# Direction
Restate the entries below verbatim.

Saved data entries
■ ■ ■
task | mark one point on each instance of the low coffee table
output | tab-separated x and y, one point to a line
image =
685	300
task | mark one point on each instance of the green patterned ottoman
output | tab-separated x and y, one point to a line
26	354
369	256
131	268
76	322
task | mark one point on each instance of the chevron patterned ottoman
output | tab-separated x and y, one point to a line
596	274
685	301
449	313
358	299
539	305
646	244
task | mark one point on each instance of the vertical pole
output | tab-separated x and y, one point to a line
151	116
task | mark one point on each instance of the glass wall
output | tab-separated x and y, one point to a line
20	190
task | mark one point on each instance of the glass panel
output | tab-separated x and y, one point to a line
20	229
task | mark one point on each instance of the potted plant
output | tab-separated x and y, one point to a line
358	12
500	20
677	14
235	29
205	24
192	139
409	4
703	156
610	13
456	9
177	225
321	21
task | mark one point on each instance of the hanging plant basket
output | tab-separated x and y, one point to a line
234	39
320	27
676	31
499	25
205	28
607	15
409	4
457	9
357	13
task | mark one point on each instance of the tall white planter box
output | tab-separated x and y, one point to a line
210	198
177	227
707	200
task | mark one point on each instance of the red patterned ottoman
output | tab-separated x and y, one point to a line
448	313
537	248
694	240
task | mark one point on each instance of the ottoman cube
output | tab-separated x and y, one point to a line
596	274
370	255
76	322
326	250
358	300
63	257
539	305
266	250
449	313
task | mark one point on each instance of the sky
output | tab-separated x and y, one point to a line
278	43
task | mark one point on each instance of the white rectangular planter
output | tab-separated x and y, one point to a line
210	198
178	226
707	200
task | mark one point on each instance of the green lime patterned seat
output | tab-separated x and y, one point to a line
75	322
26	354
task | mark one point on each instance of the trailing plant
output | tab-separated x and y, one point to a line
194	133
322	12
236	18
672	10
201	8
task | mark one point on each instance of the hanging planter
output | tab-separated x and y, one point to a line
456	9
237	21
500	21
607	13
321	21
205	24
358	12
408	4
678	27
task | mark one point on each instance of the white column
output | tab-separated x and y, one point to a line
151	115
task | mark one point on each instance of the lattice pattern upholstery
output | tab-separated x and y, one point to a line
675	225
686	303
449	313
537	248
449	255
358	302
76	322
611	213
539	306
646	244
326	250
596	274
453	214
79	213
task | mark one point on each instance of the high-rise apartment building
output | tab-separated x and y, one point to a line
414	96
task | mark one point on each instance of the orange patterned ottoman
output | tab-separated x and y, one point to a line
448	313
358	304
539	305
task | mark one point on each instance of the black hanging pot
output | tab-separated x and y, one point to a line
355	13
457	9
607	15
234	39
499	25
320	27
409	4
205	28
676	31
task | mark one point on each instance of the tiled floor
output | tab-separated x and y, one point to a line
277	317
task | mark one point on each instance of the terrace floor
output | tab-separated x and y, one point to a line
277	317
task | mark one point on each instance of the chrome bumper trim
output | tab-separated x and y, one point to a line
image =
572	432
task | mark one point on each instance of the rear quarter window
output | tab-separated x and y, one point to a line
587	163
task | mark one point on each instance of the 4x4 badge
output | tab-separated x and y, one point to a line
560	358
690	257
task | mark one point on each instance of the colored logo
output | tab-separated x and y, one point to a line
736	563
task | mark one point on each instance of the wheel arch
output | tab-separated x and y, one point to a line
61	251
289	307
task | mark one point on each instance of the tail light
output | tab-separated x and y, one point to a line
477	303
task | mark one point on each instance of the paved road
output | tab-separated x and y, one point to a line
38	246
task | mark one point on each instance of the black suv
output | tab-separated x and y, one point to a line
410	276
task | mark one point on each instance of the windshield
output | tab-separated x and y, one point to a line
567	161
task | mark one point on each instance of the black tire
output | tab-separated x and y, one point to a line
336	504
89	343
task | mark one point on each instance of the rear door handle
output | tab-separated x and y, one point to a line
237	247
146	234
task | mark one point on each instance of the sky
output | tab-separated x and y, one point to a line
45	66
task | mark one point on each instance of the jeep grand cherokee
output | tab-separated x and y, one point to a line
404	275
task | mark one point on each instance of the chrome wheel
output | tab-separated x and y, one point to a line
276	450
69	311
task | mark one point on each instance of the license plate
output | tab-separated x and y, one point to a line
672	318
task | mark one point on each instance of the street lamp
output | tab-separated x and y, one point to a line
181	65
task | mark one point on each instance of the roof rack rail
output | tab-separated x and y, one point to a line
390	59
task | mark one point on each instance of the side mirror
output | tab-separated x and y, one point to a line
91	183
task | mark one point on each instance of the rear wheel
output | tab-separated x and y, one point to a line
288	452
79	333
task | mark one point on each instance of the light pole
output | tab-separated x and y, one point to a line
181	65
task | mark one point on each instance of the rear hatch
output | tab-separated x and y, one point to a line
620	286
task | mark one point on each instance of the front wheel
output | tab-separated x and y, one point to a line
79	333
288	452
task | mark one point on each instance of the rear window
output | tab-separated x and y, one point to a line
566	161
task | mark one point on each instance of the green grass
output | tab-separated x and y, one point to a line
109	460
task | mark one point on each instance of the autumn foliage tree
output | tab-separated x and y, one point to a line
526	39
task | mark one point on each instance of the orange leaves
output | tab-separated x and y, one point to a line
■ ■ ■
# Answer to the exercise
task | mark one point on each instance of the low coffee table
output | tab-separated x and y, one point to a line
image =
685	300
task | mark one point on each instance of the green patterned ottoman
output | tab-separated x and y, one point to a line
26	354
369	256
131	268
76	322
task | mark one point on each instance of the chevron patterned ottoman
output | tab-separated x and y, one point to a line
596	274
685	301
449	313
358	299
539	305
646	244
task | mark one point on each instance of the vertical pole
output | tab-separated x and y, one point to a line
151	116
task | mark one point on each instance of the glass wall
output | tab-separated x and y, one point to a line
20	190
task | mark one point on each instance of the glass panel
output | tab-separated x and y, one point to a line
20	229
task | mark one point on each instance of the potted plant
output | tab-separated x and y, one point to a line
358	12
500	20
677	14
235	29
205	24
192	139
409	4
703	156
610	13
456	9
177	225
321	21
task | mark one point on each instance of the hanging plant basket
output | tab-separated x and y, one point to a line
234	39
320	27
676	31
499	25
205	28
607	15
409	4
457	9
357	13
task | mark one point on each instance of the tall white planter box
output | tab-separated x and y, one point to a line
210	198
177	227
707	200
task | mark one point on each instance of the red patterned ottoman
output | tab-separated x and y, one point to a line
448	313
537	248
694	240
task | mark one point on each instance of the ottoman cube
output | tab-separated x and y, one point to a line
596	274
370	255
76	322
326	250
358	300
63	257
539	305
266	250
449	313
task | mark one point on each instance of the sky
output | tab-separated x and y, one point to a line
278	43
task | mark one point on each instance of the white rectangular planter
output | tab-separated x and y, one point to a line
210	198
178	226
707	200
task | mark one point on each instance of the green lime patterned seat
output | tab-separated x and y, one point to a line
75	322
26	354
task | mark one point on each instance of the trailing plant
output | tab-separated x and y, one point to a line
194	133
322	12
236	18
672	10
201	8
task | mark one point on each instance of the hanging planter
output | tab-separated x and y, one point to a line
456	9
237	21
500	21
607	13
321	21
205	24
358	12
408	4
678	27
task | mark one point on each instance of the white column
output | tab-separated x and y, one point to a line
151	115
task | mark one point on each instance of the lattice pattern upholstery
output | tab-separated x and y, one point to a line
675	225
686	303
449	313
537	248
449	255
358	302
76	322
611	213
539	306
646	244
326	250
596	274
453	214
79	213
task | mark one point on each instance of the high-rise apartment building
output | tab-separated x and y, one point to a line
414	96
task | mark one point on each instance of the orange patterned ottoman
output | tab-separated x and y, one point to a line
448	313
358	304
539	305
task | mark one point on each instance of the black hanging pot
output | tab-separated x and y, one point to a line
355	13
457	9
607	15
234	39
499	25
320	27
409	4
205	28
676	31
task | mark one point on each instance of the tiled floor
output | tab-separated x and y, one point to a line
277	317
task | mark one point on each instance of the terrace floor
output | tab-separated x and y, one point to a line
277	317
task | mark one point on each instance of the chrome bumper trim
output | tab-separated x and y, one point to a line
image =
572	432
task | mark one point on each instance of the rear quarter window
output | tab-separated x and y, one point to a line
587	163
task | mark one point on each instance of the 4x4 badge
output | tab-separated x and y, one point to a line
560	358
690	257
task | mark one point on each instance of the colored logo
output | tab-separated x and y, one point to a line
736	563
task | mark one point on each instance of the wheel arch
output | tab-separated x and y, one point to a line
61	251
289	307
task | mark one point on each instance of the tail light
output | tab-separated x and y, one point to a line
477	303
task | mark one point on each instance of the paved road
output | tab-separated x and y, one point to a line
38	246
task | mark one point on each instance of the black suv
output | tab-separated x and y, one point to a line
410	276
task | mark one point on each instance of the windshield
output | tab-separated x and y, one point to a line
567	161
task | mark one point on each instance of the black tire
output | tab-separated x and y, one point to a line
336	504
89	343
task | mark one point on each instance of the rear door handle
output | tab-separated x and y, one point to a line
237	247
146	234
task | mark one point on each instance of the sky
output | tab-separated x and y, one point to a line
45	66
task | mark one point on each instance of the jeep grand cherokee
output | tab-separated x and y, one point to a line
404	275
task | mark one point on each instance of the chrome wheel
output | tab-separated x and y, one point to a line
276	450
69	311
task | mark one point on each instance of the license plate
output | tab-separated x and y, one point to a line
672	318
task | mark one point on each instance of the street lamp
output | tab-separated x and y, one point to a line
181	65
task | mark one point on each instance of the roof rack rail
output | tab-separated x and y, one point to a line
390	59
task | mark one point on each instance of the side mirror
output | tab-separated x and y, one point to a line
91	183
task | mark one point on each instance of the rear wheel
output | tab-separated x and y, one point to a line
288	452
79	333
task | mark one point on each instance of the light pole
output | tab-separated x and y, one point to a line
181	65
task | mark one point on each instance of the rear hatch
output | tab-separated x and y, one point to a line
620	286
task | mark one point on each instance of the front wheel
output | tab-separated x and y, one point to a line
79	333
288	452
task | mark one point on each instance of the rear window
output | tab-separated x and y, one point to a line
566	161
task | mark one point on each instance of the green grass
output | tab-separated x and y, one point to a line
109	460
task | mark one point on each instance of the autumn foliage tree
output | tab-separated x and y, one point to a line
526	39
task | mark one point on each instance of the orange leaves
output | tab-separated x and y, one point to a line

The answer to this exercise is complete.